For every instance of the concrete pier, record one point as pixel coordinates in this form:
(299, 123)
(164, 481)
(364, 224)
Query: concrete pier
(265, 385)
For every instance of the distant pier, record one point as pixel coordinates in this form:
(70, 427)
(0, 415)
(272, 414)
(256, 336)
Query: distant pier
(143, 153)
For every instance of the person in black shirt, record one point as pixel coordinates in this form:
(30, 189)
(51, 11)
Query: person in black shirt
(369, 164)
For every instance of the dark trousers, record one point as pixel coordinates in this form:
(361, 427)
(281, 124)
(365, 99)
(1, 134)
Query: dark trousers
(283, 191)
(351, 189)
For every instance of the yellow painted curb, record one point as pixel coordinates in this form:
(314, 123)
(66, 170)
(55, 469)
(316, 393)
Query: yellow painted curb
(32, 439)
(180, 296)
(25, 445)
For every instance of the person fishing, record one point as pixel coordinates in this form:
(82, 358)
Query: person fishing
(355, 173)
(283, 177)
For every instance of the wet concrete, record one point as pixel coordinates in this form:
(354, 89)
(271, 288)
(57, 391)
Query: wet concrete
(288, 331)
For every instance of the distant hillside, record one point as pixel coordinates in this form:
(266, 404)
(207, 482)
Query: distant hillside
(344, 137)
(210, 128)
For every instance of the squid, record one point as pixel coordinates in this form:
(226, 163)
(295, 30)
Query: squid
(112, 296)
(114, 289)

+-------+

Exercise -
Reproduce the records from the line containing "For every instance of the distant pier, record" through the end of the records, requests included. Shift every answer point by adding 20 to each of its pixel coordinates, and leave the sample coordinates under each request unchanged.

Answer below -
For every instance of the distant pier, record one point as pixel coordinates in this form:
(70, 427)
(0, 415)
(272, 414)
(256, 336)
Query: distant pier
(163, 173)
For every instance of the person in black shirt, record one point as pixel coordinates in this form:
(30, 189)
(51, 11)
Query: person in black shirt
(389, 184)
For every instance of the dark trousers, record one point as pixel coordinates in this form:
(361, 427)
(281, 124)
(365, 99)
(1, 134)
Query: dark trousers
(303, 211)
(371, 209)
For every instance of the yellow painted curb, record one point as pixel coordinates in this form:
(314, 123)
(66, 170)
(55, 469)
(316, 393)
Query: yellow painted curb
(52, 459)
(200, 316)
(45, 465)
For every instance of the person fishing, record one point as pixel coordinates in this form:
(82, 358)
Query: person fishing
(375, 193)
(303, 197)
For every instance of the wet concrete, record one point as pixel coordinates in this form:
(354, 89)
(271, 288)
(57, 391)
Query: wet concrete
(308, 351)
For every instance of the distant hillside, record one point as pixel coordinates in this form:
(266, 404)
(207, 482)
Query: distant hillside
(364, 157)
(230, 148)
For every instance of the squid, record one point as pixel coordinates in this form:
(226, 163)
(295, 30)
Query: squid
(132, 316)
(134, 309)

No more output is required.